### What to do:
Extend the news report on abolishing the MPF offsetting mechanism by writing on from its final sentence.

### Page extract:
The present mechanism allows employers to use money earmarked for pension funds to offset severance and long-service payments, or when staff are sacked or the company has closed down, an arrangement seen to favour bosses.

Under the new legislation, which will take effect in 2025 and do away with the offsetting mechanism, the government will offer HK$33.2 billion (US$4.2 billion) in subsidies over 25 years to help employers cover the payments. The mechanism will be abolished starting from a date to be appointed, known as the transition mark, after which employers can no longer deduct severance or long-service payments from their portion of MPF contributions.

While the labour sector has called the move a victory for employees, with unions having branded the mechanism as tantamount to robbing workers of their hard-earned money, the business sector has cried foul over the additional financial burden.

Lam urges lawmakers to pass overdue bill to scrap MPF offsetting mechanism

The Federation of Hong Kong Industries said in a statement it was disappointed with the development. It said the business sector had suffered a “severe downturn” during the Covid-19 pandemic and amid uncertainties in the global economy.

“The government’s proposed bill has not only created unnecessary conflicts between employers and employees, but also added tremendous financial burden and stress to [small and medium-sized enterprises],” it said. “It is [the federation’s] deep regret that the bill has been passed where the industry has no alternative but to bear the consequences of the legislation.”

Some business lawmakers on Wednesday were adamant that the bill would impose an additional financial burden on operators, especially owners of small and medium-sized enterprises already hard hit by the Covid-19 pandemic.

“I am worried that the new law will aggravate labour relations as employees may deliberately do something to prompt their bosses to sack them,” said Liberal Party chairman and lawmaker Peter Shiu Ka-fai, representing the wholesale and retail sector.

“For employers, they may sack staff before the end of their five-year-long service employment to evade payments.”

Secretary for Labour and Welfare Law Chi-kwong. Photo: Jonathan Wong

Yet, unionist lawmaker Michael Luk Chung-hung of the Federation of Trade Unions, said the offsetting mechanism was unfair to employees and abolishing it was long overdue.

“Under this offsetting mechanism, it seems that employees are using their own money to sack themselves. The new arrangement can restore the severance payment by offering laid-off staff emergency funds to ride out the difficulty,” he said.

### Grounding data backed by images:
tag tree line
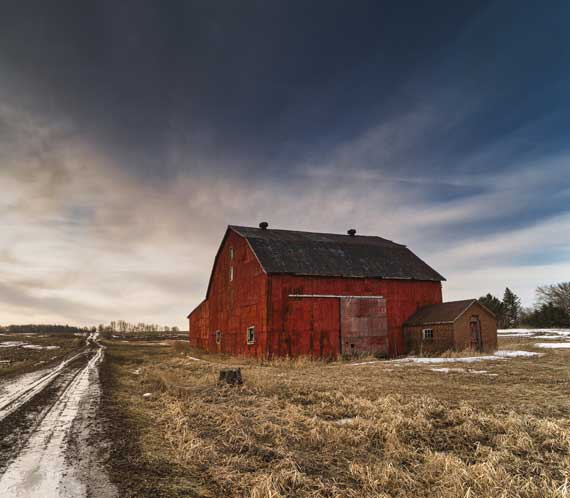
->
[97,320,180,334]
[479,282,570,329]
[0,324,90,334]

### Exercise response:
Law noted authorities would press ahead with setting up the 25-year government funding programme and would follow up in the 2022-23 legislative year on a Designated Savings Accounts Scheme for employers to cope with future financial needs, as well as conducting a publicity campaign to help employers understand the abolition of the offsetting arrangement.

Official data showed that from July 2001 until the end of September last year, a total of HK$56.7 billion was offset in employees’ pension funds in the city. Last year, this amount was more than HK$6.6 billion, up 16.6 per cent from HK$5.7 billion in 2020.

MPF faces ‘extreme volatility’, members lose HK$16,600 each in first quarter

The MPF covers more than 2.8 million workers in Hong Kong, who can choose where to invest their monthly contributions. The scheme requires employers and staff to each contribute the equivalent of 5 per cent of a worker’s monthly salary to the pension fund, capped at a combined HK$3,000.

The abolition of the offsetting arrangement will have no retroactive effect. If a worker’s employment commenced before the transition date but the individual is laid off after that, the employer can still claw back contributions to the staff member’s pension funds to cover severance payments based on the number of years worked before the date in question.

Authorities said such an arrangement would help reduce the risk of large-scale dismissals before the transition date.

The calculation of the severance or long-service payments will remain unchanged at two-thirds of the last monthly wages, subject to a maximum of HK$22,500, for each year of service, capped at HK$390,000.